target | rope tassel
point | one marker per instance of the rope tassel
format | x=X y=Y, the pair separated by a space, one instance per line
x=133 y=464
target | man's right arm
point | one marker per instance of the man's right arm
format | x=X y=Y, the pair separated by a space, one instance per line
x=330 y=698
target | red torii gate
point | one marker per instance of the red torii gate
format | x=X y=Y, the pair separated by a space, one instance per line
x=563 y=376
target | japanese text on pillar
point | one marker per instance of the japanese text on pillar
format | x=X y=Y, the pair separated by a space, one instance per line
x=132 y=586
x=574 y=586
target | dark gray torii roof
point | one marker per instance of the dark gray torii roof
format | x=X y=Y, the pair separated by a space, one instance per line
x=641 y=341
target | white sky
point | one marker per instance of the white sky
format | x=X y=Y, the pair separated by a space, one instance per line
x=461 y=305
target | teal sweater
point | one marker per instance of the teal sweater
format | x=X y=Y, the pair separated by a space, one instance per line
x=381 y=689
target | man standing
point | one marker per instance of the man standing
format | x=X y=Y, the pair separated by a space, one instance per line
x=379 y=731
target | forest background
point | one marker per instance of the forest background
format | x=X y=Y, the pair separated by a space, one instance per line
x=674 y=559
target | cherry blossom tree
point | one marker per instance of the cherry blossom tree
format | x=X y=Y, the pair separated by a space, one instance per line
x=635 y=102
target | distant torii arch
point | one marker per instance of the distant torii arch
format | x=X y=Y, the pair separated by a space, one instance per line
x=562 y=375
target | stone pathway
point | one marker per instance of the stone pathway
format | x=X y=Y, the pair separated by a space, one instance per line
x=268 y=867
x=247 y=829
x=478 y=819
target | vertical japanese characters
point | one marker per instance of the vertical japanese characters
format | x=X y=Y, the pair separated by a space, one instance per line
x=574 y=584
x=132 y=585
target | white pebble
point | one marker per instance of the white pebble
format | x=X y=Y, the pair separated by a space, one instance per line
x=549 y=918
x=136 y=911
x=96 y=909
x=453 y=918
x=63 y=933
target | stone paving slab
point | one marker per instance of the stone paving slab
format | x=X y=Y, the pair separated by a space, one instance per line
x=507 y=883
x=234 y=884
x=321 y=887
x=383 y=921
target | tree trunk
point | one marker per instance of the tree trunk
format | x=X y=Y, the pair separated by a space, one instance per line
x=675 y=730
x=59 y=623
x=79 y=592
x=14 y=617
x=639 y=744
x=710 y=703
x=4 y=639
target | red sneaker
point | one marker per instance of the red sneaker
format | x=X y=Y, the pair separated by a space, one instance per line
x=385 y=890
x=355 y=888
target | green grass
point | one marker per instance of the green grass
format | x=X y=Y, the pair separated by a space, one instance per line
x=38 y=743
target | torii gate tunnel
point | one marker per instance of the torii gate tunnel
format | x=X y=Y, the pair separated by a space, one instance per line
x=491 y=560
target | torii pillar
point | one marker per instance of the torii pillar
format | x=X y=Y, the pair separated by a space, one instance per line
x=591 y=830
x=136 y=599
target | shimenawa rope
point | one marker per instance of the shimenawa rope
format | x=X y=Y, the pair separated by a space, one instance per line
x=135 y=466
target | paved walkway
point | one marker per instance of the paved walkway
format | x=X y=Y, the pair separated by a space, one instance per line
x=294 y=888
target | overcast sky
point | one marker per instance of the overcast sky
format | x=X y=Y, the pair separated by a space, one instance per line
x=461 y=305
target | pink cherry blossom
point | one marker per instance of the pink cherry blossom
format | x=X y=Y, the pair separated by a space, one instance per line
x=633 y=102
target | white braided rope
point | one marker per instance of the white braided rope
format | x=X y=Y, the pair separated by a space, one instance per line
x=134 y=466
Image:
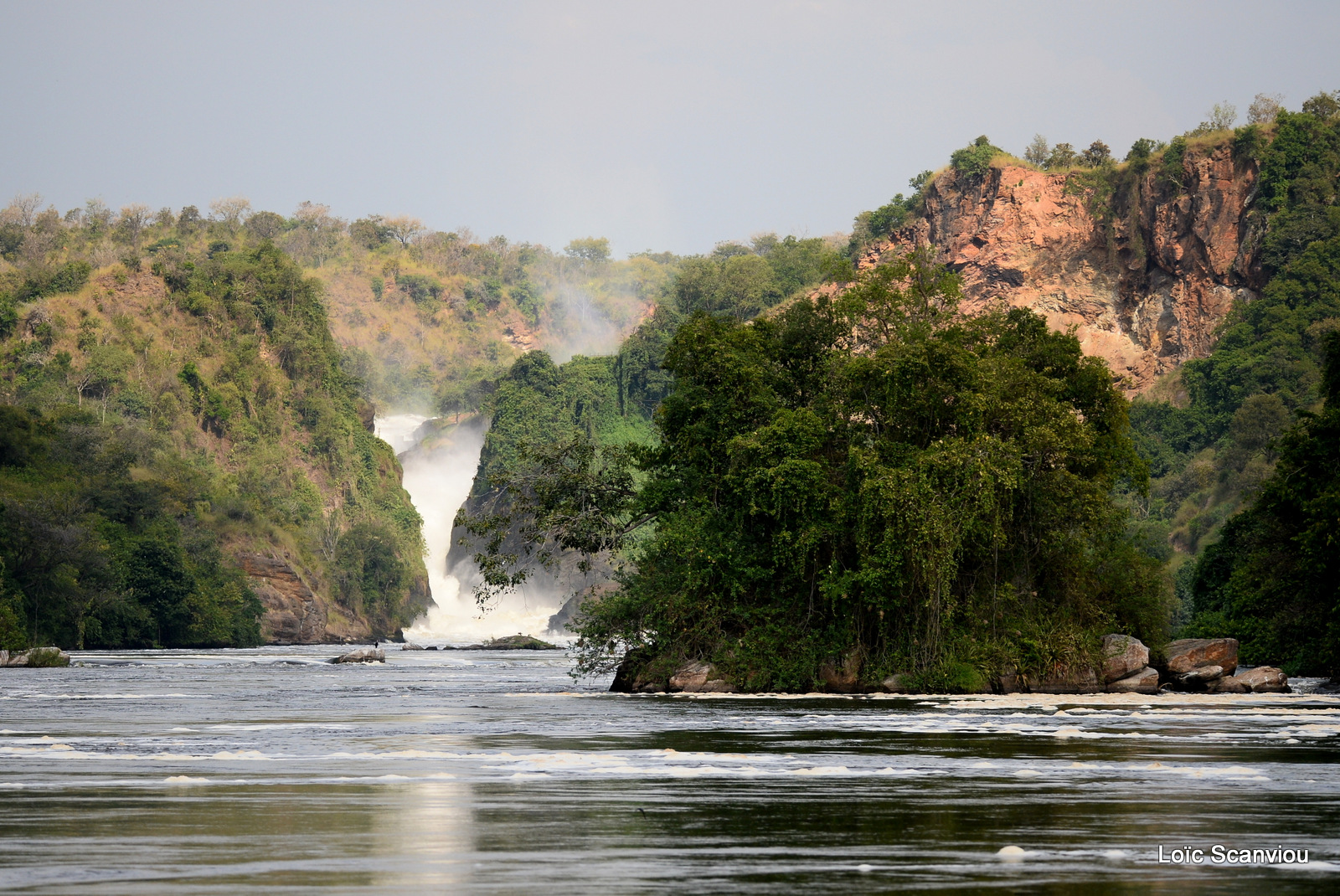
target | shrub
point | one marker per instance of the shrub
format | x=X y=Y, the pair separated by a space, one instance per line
x=975 y=160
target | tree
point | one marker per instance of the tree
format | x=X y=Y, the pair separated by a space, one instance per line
x=1324 y=105
x=232 y=210
x=975 y=160
x=1221 y=118
x=131 y=223
x=1038 y=150
x=1063 y=157
x=404 y=228
x=370 y=232
x=22 y=210
x=1096 y=154
x=870 y=480
x=188 y=220
x=589 y=250
x=267 y=225
x=1264 y=109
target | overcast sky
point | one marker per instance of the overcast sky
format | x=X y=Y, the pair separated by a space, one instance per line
x=658 y=125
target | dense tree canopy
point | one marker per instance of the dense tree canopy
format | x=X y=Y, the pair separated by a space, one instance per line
x=871 y=480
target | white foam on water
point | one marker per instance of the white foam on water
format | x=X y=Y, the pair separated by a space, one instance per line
x=439 y=484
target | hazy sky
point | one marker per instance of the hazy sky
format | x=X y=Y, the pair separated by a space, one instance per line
x=658 y=125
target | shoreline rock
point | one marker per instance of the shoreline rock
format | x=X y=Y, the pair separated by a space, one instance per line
x=513 y=641
x=35 y=658
x=1123 y=657
x=1142 y=682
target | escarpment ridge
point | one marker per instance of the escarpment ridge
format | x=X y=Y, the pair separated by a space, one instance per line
x=1143 y=267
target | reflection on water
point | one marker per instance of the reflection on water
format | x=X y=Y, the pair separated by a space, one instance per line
x=224 y=772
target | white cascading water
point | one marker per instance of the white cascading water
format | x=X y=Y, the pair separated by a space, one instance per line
x=439 y=484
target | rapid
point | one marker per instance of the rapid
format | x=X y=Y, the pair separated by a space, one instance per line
x=268 y=770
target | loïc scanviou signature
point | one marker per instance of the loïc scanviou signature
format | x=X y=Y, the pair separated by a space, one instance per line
x=1221 y=855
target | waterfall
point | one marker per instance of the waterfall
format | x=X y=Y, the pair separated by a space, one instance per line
x=439 y=480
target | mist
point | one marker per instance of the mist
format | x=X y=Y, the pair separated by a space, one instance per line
x=439 y=473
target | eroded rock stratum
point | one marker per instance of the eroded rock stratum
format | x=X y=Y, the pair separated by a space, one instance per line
x=1145 y=286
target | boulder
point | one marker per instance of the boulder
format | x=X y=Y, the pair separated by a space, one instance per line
x=692 y=677
x=1142 y=682
x=1197 y=652
x=1062 y=679
x=895 y=685
x=513 y=641
x=35 y=658
x=1264 y=679
x=1201 y=675
x=1228 y=685
x=697 y=677
x=1123 y=657
x=362 y=655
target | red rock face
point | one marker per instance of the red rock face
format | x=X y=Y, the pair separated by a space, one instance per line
x=1145 y=295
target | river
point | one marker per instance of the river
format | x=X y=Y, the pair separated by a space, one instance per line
x=268 y=770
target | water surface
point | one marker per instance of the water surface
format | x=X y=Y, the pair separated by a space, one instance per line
x=270 y=772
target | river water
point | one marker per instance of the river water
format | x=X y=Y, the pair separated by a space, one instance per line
x=271 y=772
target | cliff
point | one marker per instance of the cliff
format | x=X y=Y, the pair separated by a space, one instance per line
x=1141 y=267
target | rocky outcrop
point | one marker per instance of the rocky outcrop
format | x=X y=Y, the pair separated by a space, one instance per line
x=1143 y=286
x=1123 y=655
x=700 y=678
x=513 y=641
x=362 y=655
x=294 y=612
x=35 y=658
x=1263 y=679
x=1192 y=654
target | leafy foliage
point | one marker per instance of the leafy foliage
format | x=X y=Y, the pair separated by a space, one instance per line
x=975 y=160
x=1273 y=578
x=873 y=476
x=173 y=431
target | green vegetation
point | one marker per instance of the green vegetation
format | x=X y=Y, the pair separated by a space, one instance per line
x=1216 y=451
x=1273 y=578
x=871 y=481
x=162 y=415
x=975 y=160
x=549 y=417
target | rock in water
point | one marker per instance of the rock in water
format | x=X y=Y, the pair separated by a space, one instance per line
x=1264 y=679
x=513 y=641
x=700 y=678
x=1122 y=657
x=1203 y=675
x=35 y=658
x=1142 y=682
x=362 y=655
x=1196 y=652
x=1228 y=685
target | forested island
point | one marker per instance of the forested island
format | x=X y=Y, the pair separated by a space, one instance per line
x=810 y=464
x=882 y=478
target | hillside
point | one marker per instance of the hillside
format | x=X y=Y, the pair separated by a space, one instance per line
x=429 y=321
x=187 y=460
x=1143 y=265
x=1198 y=274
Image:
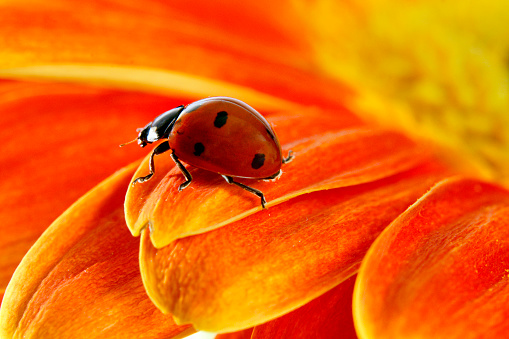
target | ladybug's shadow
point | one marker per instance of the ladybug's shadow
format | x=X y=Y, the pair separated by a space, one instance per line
x=205 y=182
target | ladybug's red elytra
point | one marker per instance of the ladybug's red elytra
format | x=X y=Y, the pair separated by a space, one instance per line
x=217 y=134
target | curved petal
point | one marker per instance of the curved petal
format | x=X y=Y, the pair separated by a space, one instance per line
x=59 y=141
x=244 y=334
x=440 y=269
x=81 y=279
x=245 y=43
x=351 y=156
x=277 y=259
x=328 y=316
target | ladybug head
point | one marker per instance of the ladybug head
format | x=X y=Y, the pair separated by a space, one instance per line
x=143 y=135
x=160 y=128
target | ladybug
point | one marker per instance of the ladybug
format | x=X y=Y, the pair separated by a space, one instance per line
x=217 y=134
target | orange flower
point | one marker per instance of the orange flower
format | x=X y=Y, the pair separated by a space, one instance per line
x=358 y=197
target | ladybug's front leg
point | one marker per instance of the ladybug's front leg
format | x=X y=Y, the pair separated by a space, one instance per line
x=161 y=148
x=184 y=171
x=247 y=188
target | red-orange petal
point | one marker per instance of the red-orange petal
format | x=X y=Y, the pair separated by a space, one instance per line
x=81 y=279
x=328 y=316
x=337 y=157
x=276 y=260
x=59 y=141
x=440 y=269
x=258 y=44
x=244 y=334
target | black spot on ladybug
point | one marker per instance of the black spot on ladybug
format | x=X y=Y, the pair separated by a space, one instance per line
x=221 y=118
x=198 y=149
x=270 y=133
x=258 y=160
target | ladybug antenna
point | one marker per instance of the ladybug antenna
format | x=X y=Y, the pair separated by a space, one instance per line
x=127 y=143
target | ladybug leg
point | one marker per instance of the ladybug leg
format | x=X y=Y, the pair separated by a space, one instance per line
x=161 y=148
x=247 y=188
x=288 y=158
x=184 y=171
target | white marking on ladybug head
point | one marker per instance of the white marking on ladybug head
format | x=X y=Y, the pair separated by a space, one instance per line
x=152 y=134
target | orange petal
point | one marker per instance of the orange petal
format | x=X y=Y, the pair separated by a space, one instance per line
x=276 y=260
x=335 y=158
x=328 y=316
x=244 y=43
x=440 y=270
x=244 y=334
x=59 y=141
x=81 y=278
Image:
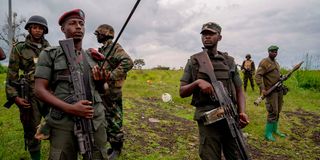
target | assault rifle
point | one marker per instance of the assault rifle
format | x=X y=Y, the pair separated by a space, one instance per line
x=227 y=109
x=23 y=88
x=278 y=84
x=83 y=128
x=122 y=29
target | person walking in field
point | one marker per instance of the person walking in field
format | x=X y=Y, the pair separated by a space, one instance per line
x=119 y=63
x=248 y=69
x=268 y=74
x=214 y=137
x=23 y=59
x=2 y=54
x=55 y=86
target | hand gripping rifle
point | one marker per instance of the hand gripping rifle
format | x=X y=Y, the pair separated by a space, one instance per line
x=227 y=109
x=278 y=84
x=122 y=29
x=83 y=128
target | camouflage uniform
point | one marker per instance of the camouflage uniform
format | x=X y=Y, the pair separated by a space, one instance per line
x=53 y=66
x=268 y=73
x=215 y=136
x=23 y=57
x=248 y=69
x=119 y=63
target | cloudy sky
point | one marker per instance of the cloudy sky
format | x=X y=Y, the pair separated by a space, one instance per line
x=166 y=32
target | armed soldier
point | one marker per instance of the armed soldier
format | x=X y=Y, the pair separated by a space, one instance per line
x=55 y=85
x=248 y=69
x=2 y=54
x=268 y=74
x=117 y=66
x=23 y=58
x=214 y=137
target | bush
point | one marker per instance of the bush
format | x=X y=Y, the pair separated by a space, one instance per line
x=3 y=69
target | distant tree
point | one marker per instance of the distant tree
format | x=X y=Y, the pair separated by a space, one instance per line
x=138 y=63
x=17 y=26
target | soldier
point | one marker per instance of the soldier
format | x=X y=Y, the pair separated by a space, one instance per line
x=23 y=58
x=214 y=137
x=119 y=63
x=2 y=54
x=248 y=69
x=55 y=87
x=268 y=73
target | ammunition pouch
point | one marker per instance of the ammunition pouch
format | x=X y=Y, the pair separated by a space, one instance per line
x=213 y=116
x=285 y=89
x=57 y=114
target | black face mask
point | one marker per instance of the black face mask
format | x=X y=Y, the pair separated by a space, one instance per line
x=102 y=38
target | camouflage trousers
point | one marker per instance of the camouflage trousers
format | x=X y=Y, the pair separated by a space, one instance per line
x=30 y=118
x=274 y=103
x=64 y=144
x=114 y=117
x=214 y=139
x=246 y=77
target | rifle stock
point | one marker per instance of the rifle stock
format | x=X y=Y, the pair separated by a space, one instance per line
x=83 y=128
x=277 y=84
x=229 y=109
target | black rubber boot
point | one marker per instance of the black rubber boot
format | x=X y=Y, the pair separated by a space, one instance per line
x=116 y=150
x=35 y=155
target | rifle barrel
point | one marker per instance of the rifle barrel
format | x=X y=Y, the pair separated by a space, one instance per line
x=122 y=29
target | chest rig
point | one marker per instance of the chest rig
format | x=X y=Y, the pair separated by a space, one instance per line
x=224 y=70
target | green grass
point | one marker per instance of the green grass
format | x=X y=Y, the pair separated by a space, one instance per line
x=174 y=137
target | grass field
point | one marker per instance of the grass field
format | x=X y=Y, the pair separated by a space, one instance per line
x=158 y=130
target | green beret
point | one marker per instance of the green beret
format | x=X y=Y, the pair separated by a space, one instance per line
x=211 y=26
x=273 y=47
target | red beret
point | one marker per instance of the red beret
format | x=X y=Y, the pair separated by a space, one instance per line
x=76 y=13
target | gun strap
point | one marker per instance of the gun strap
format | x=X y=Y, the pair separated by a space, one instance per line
x=86 y=77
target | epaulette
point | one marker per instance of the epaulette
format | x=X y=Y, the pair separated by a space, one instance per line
x=51 y=48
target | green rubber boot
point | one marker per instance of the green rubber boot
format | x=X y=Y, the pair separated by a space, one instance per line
x=276 y=131
x=35 y=155
x=268 y=132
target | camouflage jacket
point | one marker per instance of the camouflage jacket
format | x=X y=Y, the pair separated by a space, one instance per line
x=119 y=61
x=268 y=73
x=23 y=58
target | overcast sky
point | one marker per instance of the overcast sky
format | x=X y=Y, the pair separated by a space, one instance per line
x=166 y=32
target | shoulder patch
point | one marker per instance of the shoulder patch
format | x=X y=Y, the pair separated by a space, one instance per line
x=51 y=48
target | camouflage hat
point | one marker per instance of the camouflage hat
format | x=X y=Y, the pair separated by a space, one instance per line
x=211 y=26
x=76 y=13
x=273 y=48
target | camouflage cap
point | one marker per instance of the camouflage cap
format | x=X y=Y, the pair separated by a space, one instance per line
x=211 y=26
x=273 y=48
x=76 y=13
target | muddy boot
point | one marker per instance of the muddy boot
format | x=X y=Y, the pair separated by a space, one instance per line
x=35 y=155
x=116 y=150
x=268 y=132
x=276 y=131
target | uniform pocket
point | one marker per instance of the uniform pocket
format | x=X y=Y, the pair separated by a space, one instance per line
x=55 y=154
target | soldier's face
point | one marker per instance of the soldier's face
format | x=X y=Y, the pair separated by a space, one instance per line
x=273 y=54
x=210 y=39
x=73 y=28
x=36 y=30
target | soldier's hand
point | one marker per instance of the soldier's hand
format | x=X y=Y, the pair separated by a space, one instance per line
x=97 y=73
x=21 y=102
x=243 y=120
x=264 y=92
x=83 y=108
x=205 y=86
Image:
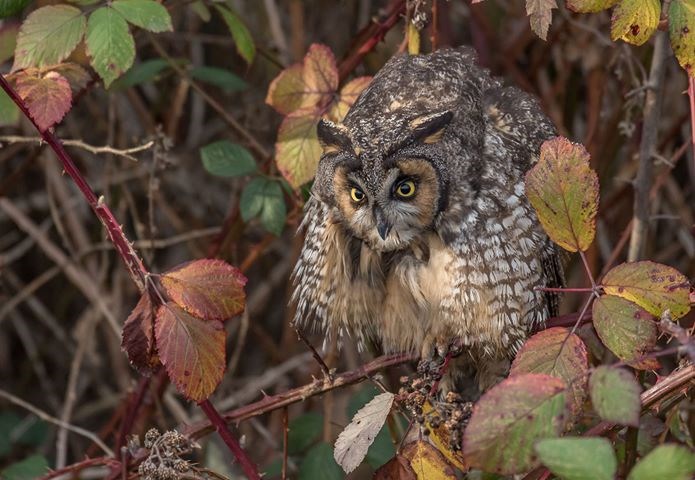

-------

### PROMPT
If a line comes after the one containing "target | dark gray torii roof", leave it out; set down every line of the data before it, and that line itself, exactly.

### EXERCISE RESULT
target | rope tassel
point | one marker per instance of the rope tassel
format | x=X y=Y, the pair separated by a space, one instance per line
x=133 y=464
target | man's right arm
point | one marker per instance of the man's right arm
format | x=X y=Y, the pair separated by a space, one instance per line
x=330 y=698
target | red torii gate
point | one marker per instance of the red torii gate
format | x=X y=Y, the pair separated by a space, one instance per line
x=563 y=376
target | japanese text on pillar
point | one marker per instance of the japanese text on pillar
format | x=X y=Y, the pair separated by a space, one instance per line
x=132 y=586
x=574 y=586
target | dark gray torii roof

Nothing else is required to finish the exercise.